What to work on: The data beneath this task is to be duplicated exactly, in its entirety.

Task material:
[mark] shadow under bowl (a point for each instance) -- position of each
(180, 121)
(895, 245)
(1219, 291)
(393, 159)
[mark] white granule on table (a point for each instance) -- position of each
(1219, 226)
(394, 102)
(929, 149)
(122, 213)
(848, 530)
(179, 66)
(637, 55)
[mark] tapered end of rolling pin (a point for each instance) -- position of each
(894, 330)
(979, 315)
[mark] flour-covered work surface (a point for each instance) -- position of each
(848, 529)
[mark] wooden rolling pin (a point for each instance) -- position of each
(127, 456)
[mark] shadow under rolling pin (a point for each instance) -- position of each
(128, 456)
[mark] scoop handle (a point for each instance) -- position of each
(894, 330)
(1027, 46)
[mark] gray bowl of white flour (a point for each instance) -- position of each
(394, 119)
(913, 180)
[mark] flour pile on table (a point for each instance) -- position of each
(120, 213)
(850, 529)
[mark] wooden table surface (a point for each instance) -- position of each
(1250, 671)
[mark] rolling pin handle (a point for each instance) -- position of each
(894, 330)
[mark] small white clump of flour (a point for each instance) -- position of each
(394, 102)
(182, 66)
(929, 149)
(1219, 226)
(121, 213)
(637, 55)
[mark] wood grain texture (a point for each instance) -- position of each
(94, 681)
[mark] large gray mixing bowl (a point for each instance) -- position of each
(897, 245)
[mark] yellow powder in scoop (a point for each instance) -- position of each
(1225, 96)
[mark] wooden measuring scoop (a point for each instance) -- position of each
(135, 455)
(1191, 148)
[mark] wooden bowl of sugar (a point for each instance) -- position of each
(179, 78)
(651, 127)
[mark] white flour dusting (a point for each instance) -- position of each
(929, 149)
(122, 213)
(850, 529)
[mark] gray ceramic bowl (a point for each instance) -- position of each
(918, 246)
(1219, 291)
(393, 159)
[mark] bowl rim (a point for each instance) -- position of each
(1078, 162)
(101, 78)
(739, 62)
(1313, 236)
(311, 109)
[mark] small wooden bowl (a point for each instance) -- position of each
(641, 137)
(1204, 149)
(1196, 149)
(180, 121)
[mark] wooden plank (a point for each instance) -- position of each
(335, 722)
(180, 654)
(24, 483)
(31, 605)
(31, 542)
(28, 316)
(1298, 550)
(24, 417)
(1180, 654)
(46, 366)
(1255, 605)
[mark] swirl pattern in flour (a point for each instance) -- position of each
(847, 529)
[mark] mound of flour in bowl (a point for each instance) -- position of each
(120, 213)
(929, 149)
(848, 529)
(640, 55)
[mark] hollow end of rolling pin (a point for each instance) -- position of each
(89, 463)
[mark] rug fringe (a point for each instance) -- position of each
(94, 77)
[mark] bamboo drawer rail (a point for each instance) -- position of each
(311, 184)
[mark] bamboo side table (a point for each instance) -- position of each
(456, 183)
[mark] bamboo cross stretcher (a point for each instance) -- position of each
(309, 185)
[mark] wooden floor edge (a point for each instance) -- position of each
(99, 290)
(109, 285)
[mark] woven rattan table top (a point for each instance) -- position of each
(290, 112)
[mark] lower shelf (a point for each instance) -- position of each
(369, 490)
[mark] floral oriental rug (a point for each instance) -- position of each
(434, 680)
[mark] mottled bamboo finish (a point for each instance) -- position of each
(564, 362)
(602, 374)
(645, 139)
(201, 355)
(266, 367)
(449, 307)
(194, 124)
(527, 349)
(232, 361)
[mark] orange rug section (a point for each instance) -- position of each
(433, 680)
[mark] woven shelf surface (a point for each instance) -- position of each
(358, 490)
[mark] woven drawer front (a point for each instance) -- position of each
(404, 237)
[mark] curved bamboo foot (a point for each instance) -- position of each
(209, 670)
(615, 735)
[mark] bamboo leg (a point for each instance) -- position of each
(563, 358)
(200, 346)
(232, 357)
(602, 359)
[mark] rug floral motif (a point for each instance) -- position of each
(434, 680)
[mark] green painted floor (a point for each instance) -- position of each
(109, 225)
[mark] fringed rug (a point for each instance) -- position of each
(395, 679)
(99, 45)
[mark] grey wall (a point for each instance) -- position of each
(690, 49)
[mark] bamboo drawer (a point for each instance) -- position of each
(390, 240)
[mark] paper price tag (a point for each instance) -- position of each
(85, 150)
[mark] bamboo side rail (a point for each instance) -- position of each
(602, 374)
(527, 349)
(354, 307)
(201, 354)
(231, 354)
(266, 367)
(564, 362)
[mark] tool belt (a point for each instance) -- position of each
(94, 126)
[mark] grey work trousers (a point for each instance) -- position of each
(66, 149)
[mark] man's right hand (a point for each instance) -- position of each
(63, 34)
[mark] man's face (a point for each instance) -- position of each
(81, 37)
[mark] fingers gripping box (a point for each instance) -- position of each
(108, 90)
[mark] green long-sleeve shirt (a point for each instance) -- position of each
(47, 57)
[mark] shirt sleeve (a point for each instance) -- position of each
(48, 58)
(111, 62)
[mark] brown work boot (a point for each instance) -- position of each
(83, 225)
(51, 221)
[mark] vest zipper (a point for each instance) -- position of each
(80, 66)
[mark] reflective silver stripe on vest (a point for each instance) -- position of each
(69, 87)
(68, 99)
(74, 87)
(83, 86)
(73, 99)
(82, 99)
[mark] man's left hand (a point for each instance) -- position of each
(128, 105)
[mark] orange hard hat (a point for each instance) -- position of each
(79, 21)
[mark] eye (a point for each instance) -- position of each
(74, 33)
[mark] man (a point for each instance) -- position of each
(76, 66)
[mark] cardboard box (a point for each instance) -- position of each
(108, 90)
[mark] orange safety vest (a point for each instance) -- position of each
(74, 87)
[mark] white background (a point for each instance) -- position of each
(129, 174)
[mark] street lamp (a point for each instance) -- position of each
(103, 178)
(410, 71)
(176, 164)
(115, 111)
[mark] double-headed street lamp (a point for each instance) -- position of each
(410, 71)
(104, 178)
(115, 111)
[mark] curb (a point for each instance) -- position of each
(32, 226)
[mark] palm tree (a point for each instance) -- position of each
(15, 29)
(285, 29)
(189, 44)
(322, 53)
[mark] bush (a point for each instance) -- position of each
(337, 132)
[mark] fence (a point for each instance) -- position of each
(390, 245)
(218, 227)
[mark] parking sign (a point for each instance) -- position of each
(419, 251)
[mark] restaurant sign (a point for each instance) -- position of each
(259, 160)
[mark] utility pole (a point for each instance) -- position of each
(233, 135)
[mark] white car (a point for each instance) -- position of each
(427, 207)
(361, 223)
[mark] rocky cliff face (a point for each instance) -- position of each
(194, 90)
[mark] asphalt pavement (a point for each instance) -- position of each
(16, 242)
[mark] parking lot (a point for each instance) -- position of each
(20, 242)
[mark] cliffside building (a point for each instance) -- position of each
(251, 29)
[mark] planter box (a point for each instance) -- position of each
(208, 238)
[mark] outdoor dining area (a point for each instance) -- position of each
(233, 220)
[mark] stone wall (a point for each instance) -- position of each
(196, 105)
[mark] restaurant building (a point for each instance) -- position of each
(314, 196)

Task solution:
[mark] shadow under bowl (a point for each instance) -- position of each
(180, 121)
(895, 245)
(1219, 291)
(393, 159)
[mark] white granule on table (a point for each instance) -- position of each
(1219, 226)
(394, 102)
(929, 149)
(122, 213)
(848, 530)
(179, 66)
(637, 55)
[mark] tapered end of rolling pin (a point for each instance) -- position of each
(894, 330)
(979, 315)
[mark] flour-covered work surface (a point for each instance) -- position of each
(848, 529)
[mark] wooden rolling pin (a point for each instance) -- position of each
(127, 456)
[mark] shadow under rolling pin (a point for each instance) -- position of each
(128, 456)
[mark] scoop handle (a point for each instance) -- position of each
(894, 330)
(1027, 46)
[mark] gray bowl of white flour (a point for each instance) -- position of each
(394, 119)
(913, 180)
[mark] flour pile on table (a point for each instance) -- position of each
(120, 213)
(850, 529)
[mark] wooden table surface (a point for each instance) -- position of each
(1250, 671)
[mark] rolling pin handle (a point for each instance) -- position of each
(894, 330)
[mark] small white clump of flour (a point for each instance) -- position of each
(394, 102)
(182, 66)
(929, 149)
(1219, 226)
(121, 213)
(637, 55)
[mark] wood grain texture (a point for each instance) -- position of each
(94, 681)
[mark] large gray mixing bowl (a point for each instance) -- position of each
(897, 245)
[mark] yellow powder in scoop (a point for each instance) -- position of each
(1225, 96)
[mark] wooden measuring scoop (a point for each instance) -- position of each
(135, 455)
(1191, 148)
[mark] wooden bowl of sugar (a point for each instance) -- position of each
(179, 78)
(651, 127)
[mark] white flour dusting (a point for each instance) -- position of each
(929, 149)
(122, 213)
(850, 529)
[mark] gray ceramic bowl (a point for each instance) -- position of each
(918, 246)
(1219, 291)
(393, 159)
[mark] bowl rim (a point for each instance) -- position of each
(1078, 162)
(101, 78)
(739, 62)
(1313, 236)
(311, 109)
[mark] small wooden bowl (a point for each instance) -- position of each
(641, 137)
(1204, 149)
(1196, 149)
(180, 121)
[mark] wooden plank (a point for each instance) -- position of each
(335, 722)
(180, 654)
(24, 483)
(31, 605)
(31, 542)
(28, 316)
(1298, 550)
(24, 417)
(1180, 654)
(46, 366)
(1255, 605)
[mark] swirl pattern in flour (a point for each instance) -- position of each
(847, 529)
[mark] mound of flour in bowl (a point for each instance) -- position of each
(120, 213)
(929, 149)
(848, 529)
(640, 55)
[mark] hollow end of rolling pin (a point for each instance) -- position of each
(89, 463)
[mark] rug fringe (a point for each instance) -- position of each
(94, 77)
[mark] bamboo drawer rail (a point for each instance) -- position of each
(311, 184)
[mark] bamboo side table (a point for each instance) -- position of each
(456, 183)
[mark] bamboo cross stretcher (a point for each instance) -- position of each
(309, 185)
[mark] wooden floor edge (a point for each instance) -- position of each
(99, 290)
(109, 285)
[mark] woven rattan table top (a point for each instance) -- position of each
(290, 112)
[mark] lower shelf (a point for each instance) -- position of each
(369, 490)
[mark] floral oriental rug (a point for each instance) -- position of each
(434, 680)
[mark] mottled bamboo finish (a point for each instance) -- position of each
(564, 362)
(602, 374)
(645, 139)
(201, 355)
(266, 367)
(449, 307)
(194, 124)
(527, 349)
(232, 361)
[mark] orange rug section (a point for each instance) -- position of each
(433, 680)
[mark] woven shelf surface (a point for each instance) -- position of each
(358, 490)
[mark] woven drawer front (a point for each instance) -- position of each
(404, 237)
[mark] curved bamboo foot (a point for each instance) -- position of each
(209, 670)
(615, 735)
[mark] bamboo leg (a point for each instance) -- position of each
(563, 358)
(200, 346)
(232, 357)
(602, 359)
[mark] rug floral motif (a point for each instance) -- position of each
(434, 680)
[mark] green painted floor (a point for each instance) -- position of each
(109, 225)
[mark] fringed rug (a point for each instance) -- position of each
(395, 679)
(99, 45)
[mark] grey wall (a point for each instance) -- position of each
(690, 49)
[mark] bamboo drawer (a point for each instance) -- position of each
(390, 240)
[mark] paper price tag (a point for each instance) -- position of each
(85, 150)
[mark] bamboo side rail (a point for each instance) -- position of each
(602, 374)
(527, 349)
(354, 307)
(201, 354)
(231, 354)
(266, 367)
(564, 362)
[mark] tool belt (a point for each instance) -- position of each
(94, 126)
[mark] grey work trousers (a point for each instance) -- position of each
(66, 149)
[mark] man's right hand (a point for each instance) -- position of each
(63, 34)
[mark] man's face (a point for each instance) -- position of each
(81, 37)
[mark] fingers gripping box (a point for each instance) -- position of each
(108, 90)
[mark] green long-sleeve shirt (a point for each instance) -- position of each
(47, 57)
[mark] shirt sleeve (a point for each instance) -- position of each
(48, 58)
(111, 62)
[mark] brown work boot (a point for each instance) -- position of each
(83, 225)
(51, 221)
[mark] vest zipper (a point for each instance) -- position of each
(80, 66)
[mark] reflective silver stripe on vest (a point for each instance) -- position of each
(69, 87)
(68, 99)
(74, 87)
(83, 86)
(73, 99)
(82, 99)
[mark] man's left hand (a point for each instance) -- position of each
(128, 105)
[mark] orange hard hat (a point for each instance) -- position of each
(79, 21)
[mark] eye (a point for each instance) -- position of each
(74, 33)
[mark] man (a point for each instance) -- position of each
(76, 66)
[mark] cardboard box (a point for each instance) -- position of each
(108, 90)
[mark] orange safety vest (a point for each instance) -- position of each
(74, 87)
[mark] white background (a point for each instance) -- position of each
(129, 174)
[mark] street lamp (a point for each instance) -- position of each
(103, 178)
(410, 71)
(176, 164)
(115, 111)
[mark] double-headed street lamp (a point for each instance) -- position of each
(410, 71)
(104, 178)
(115, 111)
[mark] curb (a point for each instance) -- position of each
(32, 226)
[mark] palm tree (a point for each instance) -- position of each
(15, 29)
(285, 29)
(189, 44)
(322, 53)
[mark] bush (a point for each instance) -- position of each
(337, 132)
[mark] fence (a point for each instance) -- position of each
(390, 245)
(218, 227)
[mark] parking sign (a point for each instance) -- position of each
(419, 251)
[mark] restaurant sign (a point for each instance) -- position of each
(259, 160)
[mark] utility pole (a point for each instance) -- position of each
(233, 135)
[mark] white car (a point for each instance) -- position of each
(427, 207)
(361, 223)
[mark] rocky cliff face (a point for each instance) -- position of each
(194, 90)
[mark] asphalt pavement (a point for each instance) -- position of each
(16, 242)
[mark] parking lot (a point for each instance) -- position of each
(20, 242)
[mark] cliffside building (a point for each instance) -- position of each
(251, 29)
[mark] planter box (a point for each instance) -- position of each
(208, 238)
[mark] outdoor dining area (a point for each instance) -- position of each
(233, 220)
[mark] stone wall (a point for each instance) -- position of each
(196, 105)
[mark] restaurant building (a point for each instance) -- position of each
(314, 196)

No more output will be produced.